[Task to carry out]: Update the lines from the one containing "Put one marker on each instance of the asphalt" through the end of the data, replacing "asphalt road" with "paved road" and leaving everything else unchanged.

[Material for this task]:
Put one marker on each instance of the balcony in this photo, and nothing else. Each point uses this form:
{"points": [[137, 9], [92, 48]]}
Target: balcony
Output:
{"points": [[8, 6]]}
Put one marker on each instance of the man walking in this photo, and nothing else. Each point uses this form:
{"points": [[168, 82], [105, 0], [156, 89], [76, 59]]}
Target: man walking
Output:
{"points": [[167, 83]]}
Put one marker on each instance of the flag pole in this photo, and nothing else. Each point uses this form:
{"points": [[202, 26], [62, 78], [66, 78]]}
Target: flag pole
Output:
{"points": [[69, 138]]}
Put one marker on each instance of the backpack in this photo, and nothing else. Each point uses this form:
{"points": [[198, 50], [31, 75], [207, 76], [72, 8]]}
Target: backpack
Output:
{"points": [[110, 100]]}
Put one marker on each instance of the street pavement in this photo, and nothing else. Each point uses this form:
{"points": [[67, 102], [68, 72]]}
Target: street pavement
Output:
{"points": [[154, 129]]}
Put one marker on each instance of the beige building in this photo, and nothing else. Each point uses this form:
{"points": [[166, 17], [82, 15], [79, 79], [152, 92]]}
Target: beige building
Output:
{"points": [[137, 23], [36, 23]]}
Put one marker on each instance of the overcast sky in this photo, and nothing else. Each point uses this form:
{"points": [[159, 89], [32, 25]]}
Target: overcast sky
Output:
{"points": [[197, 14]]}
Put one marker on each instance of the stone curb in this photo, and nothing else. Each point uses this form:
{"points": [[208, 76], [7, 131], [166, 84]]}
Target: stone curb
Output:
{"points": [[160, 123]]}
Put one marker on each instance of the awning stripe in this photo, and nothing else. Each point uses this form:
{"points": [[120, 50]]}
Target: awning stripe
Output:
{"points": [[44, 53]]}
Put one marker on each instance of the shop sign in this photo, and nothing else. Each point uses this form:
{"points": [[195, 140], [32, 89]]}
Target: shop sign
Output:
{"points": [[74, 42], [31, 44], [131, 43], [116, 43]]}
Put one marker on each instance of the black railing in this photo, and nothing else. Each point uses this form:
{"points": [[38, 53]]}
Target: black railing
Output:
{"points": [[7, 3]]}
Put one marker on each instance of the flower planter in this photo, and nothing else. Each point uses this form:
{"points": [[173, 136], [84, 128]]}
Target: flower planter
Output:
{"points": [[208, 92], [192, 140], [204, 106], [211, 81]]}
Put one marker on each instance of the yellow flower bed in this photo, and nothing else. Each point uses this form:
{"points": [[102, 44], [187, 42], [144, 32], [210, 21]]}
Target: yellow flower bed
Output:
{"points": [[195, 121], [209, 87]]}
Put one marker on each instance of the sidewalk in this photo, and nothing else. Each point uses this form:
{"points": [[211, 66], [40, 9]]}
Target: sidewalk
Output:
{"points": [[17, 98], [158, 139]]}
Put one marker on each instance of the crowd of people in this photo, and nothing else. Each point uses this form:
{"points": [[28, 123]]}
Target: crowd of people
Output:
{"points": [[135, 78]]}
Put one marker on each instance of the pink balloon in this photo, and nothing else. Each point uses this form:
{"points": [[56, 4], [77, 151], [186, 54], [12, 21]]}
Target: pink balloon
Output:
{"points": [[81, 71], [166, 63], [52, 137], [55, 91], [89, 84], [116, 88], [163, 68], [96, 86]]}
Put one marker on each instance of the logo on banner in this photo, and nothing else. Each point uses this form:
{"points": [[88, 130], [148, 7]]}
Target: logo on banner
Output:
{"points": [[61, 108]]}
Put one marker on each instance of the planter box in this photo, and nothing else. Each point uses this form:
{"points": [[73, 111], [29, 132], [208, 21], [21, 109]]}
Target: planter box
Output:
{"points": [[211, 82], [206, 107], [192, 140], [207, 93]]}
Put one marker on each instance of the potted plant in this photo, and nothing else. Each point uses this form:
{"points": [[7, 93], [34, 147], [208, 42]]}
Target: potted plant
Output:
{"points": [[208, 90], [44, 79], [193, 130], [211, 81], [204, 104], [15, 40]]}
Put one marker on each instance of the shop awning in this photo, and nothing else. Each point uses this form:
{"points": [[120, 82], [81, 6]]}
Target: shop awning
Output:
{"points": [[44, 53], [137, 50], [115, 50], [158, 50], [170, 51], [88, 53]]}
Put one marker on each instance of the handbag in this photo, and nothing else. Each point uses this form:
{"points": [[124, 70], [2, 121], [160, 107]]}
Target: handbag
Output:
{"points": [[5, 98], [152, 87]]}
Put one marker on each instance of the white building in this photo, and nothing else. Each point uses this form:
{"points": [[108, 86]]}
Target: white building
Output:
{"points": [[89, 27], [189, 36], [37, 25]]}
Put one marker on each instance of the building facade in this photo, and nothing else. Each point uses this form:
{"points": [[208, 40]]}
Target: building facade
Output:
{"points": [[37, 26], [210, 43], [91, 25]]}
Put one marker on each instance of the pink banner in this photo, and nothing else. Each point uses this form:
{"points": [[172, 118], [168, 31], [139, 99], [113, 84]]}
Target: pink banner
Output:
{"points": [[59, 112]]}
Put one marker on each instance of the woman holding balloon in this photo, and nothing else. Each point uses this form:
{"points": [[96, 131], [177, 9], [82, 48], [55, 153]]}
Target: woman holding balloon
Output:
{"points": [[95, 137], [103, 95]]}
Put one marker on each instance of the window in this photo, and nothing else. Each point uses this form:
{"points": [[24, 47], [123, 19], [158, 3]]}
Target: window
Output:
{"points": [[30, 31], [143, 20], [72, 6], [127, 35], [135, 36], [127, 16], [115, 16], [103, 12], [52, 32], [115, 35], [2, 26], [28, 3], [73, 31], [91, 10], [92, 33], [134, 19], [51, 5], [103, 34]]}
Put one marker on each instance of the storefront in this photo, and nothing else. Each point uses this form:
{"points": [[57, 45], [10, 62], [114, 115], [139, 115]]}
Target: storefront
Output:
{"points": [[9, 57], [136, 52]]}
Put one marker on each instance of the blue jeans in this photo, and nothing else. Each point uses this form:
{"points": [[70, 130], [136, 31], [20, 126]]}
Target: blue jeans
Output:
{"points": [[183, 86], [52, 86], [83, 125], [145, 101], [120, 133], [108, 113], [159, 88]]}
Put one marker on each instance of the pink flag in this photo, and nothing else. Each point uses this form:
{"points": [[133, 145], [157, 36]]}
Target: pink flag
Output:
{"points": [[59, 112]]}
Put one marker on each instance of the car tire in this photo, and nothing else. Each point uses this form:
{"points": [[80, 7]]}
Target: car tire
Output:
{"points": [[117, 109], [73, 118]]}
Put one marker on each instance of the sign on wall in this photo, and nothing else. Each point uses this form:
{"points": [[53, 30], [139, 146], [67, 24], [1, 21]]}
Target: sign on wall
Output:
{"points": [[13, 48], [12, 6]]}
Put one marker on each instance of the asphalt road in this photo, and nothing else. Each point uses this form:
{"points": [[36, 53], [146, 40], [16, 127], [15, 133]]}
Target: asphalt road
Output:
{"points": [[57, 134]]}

[Exercise solution]:
Put one marker on each instance of the paved road in this photo, and nothing else. Each point uses this form:
{"points": [[36, 53], [146, 40], [16, 127], [15, 133]]}
Target: paved road
Output:
{"points": [[57, 134]]}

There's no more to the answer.